◆ Supplied passage:

** Begin **

Skip to content

Insulin

Delta Live Table: File Ingestion and Processing for Insulin Data#

This section explains the end-to-end process of file ingestion using Delta Live Tables (DLT) for insulin data. The pipeline processes raw data from the Landing Zone, validates and enriches it with metadata fields for lineage and auditing, harmonizes attributes, and integrates the data into a Silver layer while maintaining SCD (Slowly Changing Dimensions) Type 1 integrity.

Steps#


Step 1: Load Raw Data from Landing Zone#

Purpose:
Ingest raw JSON data from the Landing Zone into a Bronze Delta table using the DLT streaming framework. Enrich the data with operational metadata for traceability and management.

Significance:
- Facilitates fault-tolerant ingestion with incremental updates.
- Captures operational metadata (sys_job_id, sys_received_at, etc.) for lineage tracking.
- Prepares data for downstream validation and harmonization processes.

Added Metadata Fields: - sys_surrogate_pk: A unique surrogate key generated using uuid() for each record.
- sys_job_id: The pipeline execution ID for tracking.

** End **

◆ Provided material:
** Begin **

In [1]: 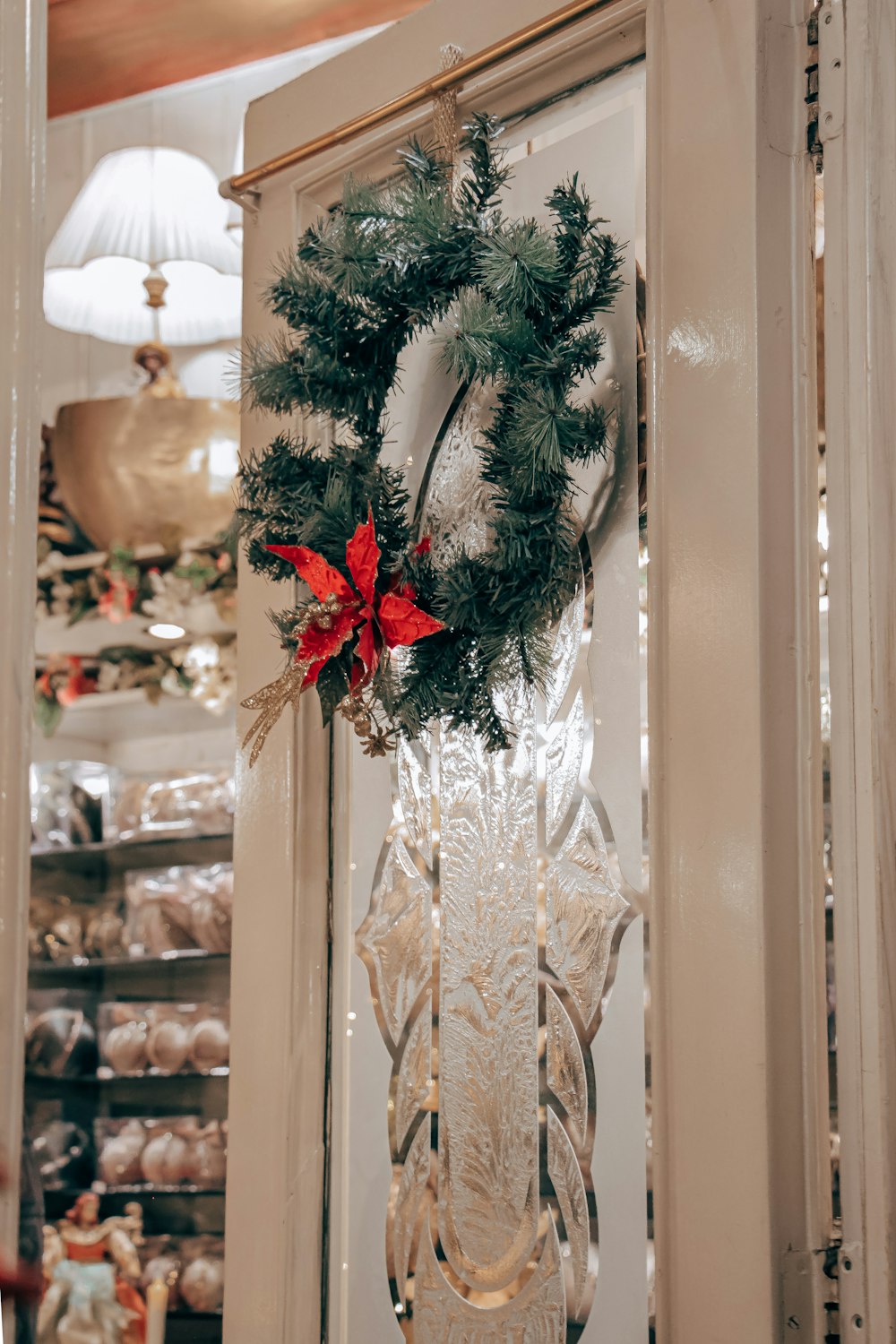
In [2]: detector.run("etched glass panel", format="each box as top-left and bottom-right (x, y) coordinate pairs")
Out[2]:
(331, 65), (648, 1344)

** End **

◆ Set problem 1: According to the page on Delta Live Tables ingestion for insulin data, how is the sys_surrogate_pk value generated?
◆ Set problem 2: Carry on writing the page on Delta Live Tables ingestion for insulin data, picking up right after its last line.

◆ Reply 1: It is generated using uuid() for each record.

◆ Reply 2:
- sys_source_file_name: The name of the source file the data originated from.
- sys_received_at: Timestamp when the data was ingested into the pipeline.
- sys_modified_at: Captures the modification timestamp for each record using a custom UDF.

Explanation: - Input Data:
- JSON files from the landing zone path. - Operations:
- Incrementally reads raw data using cloud_files(autoloader) - Cross-joins pipeline metadata (sys_pipeline_last_run) for operational context.This is a materialised view that contains the databricks environment information which can be used for further processing.

Hold "Alt" / "Option" to enable Pan & Zoom
alt text

  • The bad records gets loaded to a separate directory of the bad records file path which can be sent to the producers for rectification.
  • Outputs:
  • Raw structured data enriched with system metadata columns in the insulin_raw Delta table.

Reference Code ℹ️#

-- STEP 1 LOAD RAW DATA FROM LANDING ZONE
CREATE OR REFRESH STREAMING TABLE insulin_raw
COMMENT 'Raw data from kakao landing zone for insulin'
TBLPROPERTIES('quality' = 'bronze',
              'source'  = 'kakao')
PARTITIONED BY (sys_source_file_name)
AS
SELECT
   uuid()                            as sys_surrogate_pk,
   data.*,
   pipeline.origin.update_id         as sys_job_id,           -- pipeline run id.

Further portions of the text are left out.